Work item:
Reproduce all records verbatim.

Data section START

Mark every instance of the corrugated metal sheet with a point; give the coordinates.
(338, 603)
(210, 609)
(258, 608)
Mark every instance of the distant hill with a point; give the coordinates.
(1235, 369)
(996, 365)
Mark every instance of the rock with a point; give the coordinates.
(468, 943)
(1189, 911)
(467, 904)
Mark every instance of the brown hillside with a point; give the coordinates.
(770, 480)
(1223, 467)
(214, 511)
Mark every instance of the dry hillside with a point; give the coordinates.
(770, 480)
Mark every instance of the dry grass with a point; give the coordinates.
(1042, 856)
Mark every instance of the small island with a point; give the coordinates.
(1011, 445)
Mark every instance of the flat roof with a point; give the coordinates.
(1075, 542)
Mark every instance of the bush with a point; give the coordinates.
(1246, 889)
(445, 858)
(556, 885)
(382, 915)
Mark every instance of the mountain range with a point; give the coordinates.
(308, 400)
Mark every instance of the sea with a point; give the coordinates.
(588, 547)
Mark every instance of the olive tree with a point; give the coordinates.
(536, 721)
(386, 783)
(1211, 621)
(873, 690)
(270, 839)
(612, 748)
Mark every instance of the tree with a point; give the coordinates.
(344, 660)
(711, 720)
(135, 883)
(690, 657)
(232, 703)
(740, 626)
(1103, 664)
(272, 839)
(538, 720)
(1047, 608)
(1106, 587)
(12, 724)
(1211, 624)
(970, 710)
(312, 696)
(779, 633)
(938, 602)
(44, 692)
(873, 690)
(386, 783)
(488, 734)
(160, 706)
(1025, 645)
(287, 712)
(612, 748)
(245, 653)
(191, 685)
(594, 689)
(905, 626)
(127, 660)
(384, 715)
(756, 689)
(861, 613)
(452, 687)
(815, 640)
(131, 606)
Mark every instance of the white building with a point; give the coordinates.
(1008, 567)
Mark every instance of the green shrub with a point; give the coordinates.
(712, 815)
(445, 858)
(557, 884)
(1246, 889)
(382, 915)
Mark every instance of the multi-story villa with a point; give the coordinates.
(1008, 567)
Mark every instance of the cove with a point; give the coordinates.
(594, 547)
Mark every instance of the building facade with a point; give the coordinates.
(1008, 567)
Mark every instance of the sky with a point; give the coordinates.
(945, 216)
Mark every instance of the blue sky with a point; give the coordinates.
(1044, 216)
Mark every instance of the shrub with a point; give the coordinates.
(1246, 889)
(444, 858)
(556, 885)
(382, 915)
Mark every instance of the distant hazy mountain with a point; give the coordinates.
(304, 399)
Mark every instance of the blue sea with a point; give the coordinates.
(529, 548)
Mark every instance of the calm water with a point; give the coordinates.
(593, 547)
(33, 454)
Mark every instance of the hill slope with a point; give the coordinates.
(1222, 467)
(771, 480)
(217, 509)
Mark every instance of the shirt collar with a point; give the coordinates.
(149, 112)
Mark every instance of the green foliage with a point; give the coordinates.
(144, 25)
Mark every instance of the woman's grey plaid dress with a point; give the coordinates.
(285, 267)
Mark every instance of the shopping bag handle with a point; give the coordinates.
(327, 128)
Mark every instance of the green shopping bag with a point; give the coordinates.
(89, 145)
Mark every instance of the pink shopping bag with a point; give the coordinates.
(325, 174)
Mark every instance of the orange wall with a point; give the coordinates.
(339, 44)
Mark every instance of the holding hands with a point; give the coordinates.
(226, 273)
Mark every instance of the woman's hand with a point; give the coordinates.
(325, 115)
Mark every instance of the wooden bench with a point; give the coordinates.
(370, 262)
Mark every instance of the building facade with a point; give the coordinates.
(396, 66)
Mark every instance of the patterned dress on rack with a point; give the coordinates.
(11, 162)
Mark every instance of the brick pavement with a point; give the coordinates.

Data section END

Answer to this exercise:
Mark every instance of the corrugated metal sheet with a point; give the coordinates.
(338, 603)
(210, 609)
(258, 608)
Mark every instance of the distant hill with a point; give the coordinates.
(1235, 369)
(996, 365)
Mark every instance of the rock with a point; give the coordinates.
(468, 943)
(1189, 911)
(467, 904)
Mark every instance of the brown hillside with a point; give the coordinates.
(770, 480)
(1223, 467)
(214, 511)
Mark every instance of the dry hillside with a point; give the coordinates.
(770, 480)
Mark every instance of the dry grass with a point; give the coordinates.
(1042, 856)
Mark every instance of the small island with a point; give the coordinates.
(1011, 445)
Mark every instance of the flat roof with a point; give the coordinates.
(1075, 542)
Mark every instance of the bush with a point; give the coordinates.
(1246, 889)
(445, 858)
(556, 885)
(382, 915)
Mark every instance of the mountain range with a point; give the coordinates.
(308, 400)
Mark every instance of the sea with a point; give the coordinates.
(588, 547)
Mark every instance of the olive tree with a point; give the coordinates.
(536, 721)
(386, 783)
(1211, 621)
(873, 690)
(270, 839)
(612, 748)
Mark every instance of the tree with a point; give the coordinates.
(344, 660)
(711, 720)
(135, 883)
(690, 657)
(232, 703)
(740, 626)
(1103, 664)
(272, 839)
(538, 720)
(1047, 608)
(1106, 587)
(12, 724)
(1211, 624)
(970, 710)
(312, 696)
(779, 633)
(938, 602)
(44, 692)
(873, 690)
(386, 783)
(488, 734)
(160, 706)
(1025, 645)
(287, 712)
(612, 748)
(245, 653)
(191, 685)
(594, 689)
(905, 626)
(127, 660)
(384, 715)
(756, 689)
(861, 613)
(452, 687)
(815, 640)
(131, 606)
Mark every instance of the white building with a point; give the coordinates.
(1008, 567)
Mark every instance of the green shrub with a point; give the coordinates.
(712, 815)
(445, 858)
(557, 884)
(1246, 889)
(382, 915)
Mark every instance of the multi-story villa with a point; give the coordinates.
(1008, 567)
Mark every instance of the cove with a point; give the coordinates.
(594, 547)
Mark every instance of the building facade with a point; give the coordinates.
(1008, 567)
Mark every instance of the sky with a point; give the coordinates.
(945, 216)
Mark every instance of the blue sky with a point; give the coordinates.
(1044, 216)
Mark every instance of the shrub with a point; give the coordinates.
(1246, 889)
(444, 858)
(556, 885)
(382, 915)
Mark every instance of the distant hazy mountain with a point; give the coordinates.
(304, 399)
Mark every instance of the blue sea with a point; give the coordinates.
(529, 548)
Mark every instance of the calm water with a point; give the coordinates.
(593, 547)
(33, 454)
Mark every instance of the hill slope with a point; give the coordinates.
(1222, 467)
(771, 480)
(217, 509)
Mark every instance of the shirt collar with a point; give the coordinates.
(149, 112)
Mark every instance of the green foliage with a point; give the coordinates.
(144, 25)
Mark every instance of the woman's grey plaid dress with a point; give the coordinates.
(285, 267)
Mark every instance of the shopping bag handle with a point; give the coordinates.
(327, 128)
Mark every instance of the green shopping bag with a point; give the coordinates.
(89, 145)
Mark every instance of the pink shopping bag with a point; give the coordinates.
(325, 174)
Mark every instance of the orange wall with a point; give the coordinates.
(339, 44)
Mark every instance of the holding hands with a point; give the coordinates.
(226, 273)
Mark every instance of the woman's hand with a point; give the coordinates.
(325, 115)
Mark every instance of the wooden bench with a point; give the coordinates.
(370, 262)
Mark every instance of the building facade with a point; give the coordinates.
(396, 66)
Mark every instance of the patterned dress on rack with a point; give the coordinates.
(11, 162)
Mark every instance of the brick pavement with a point; give the coordinates.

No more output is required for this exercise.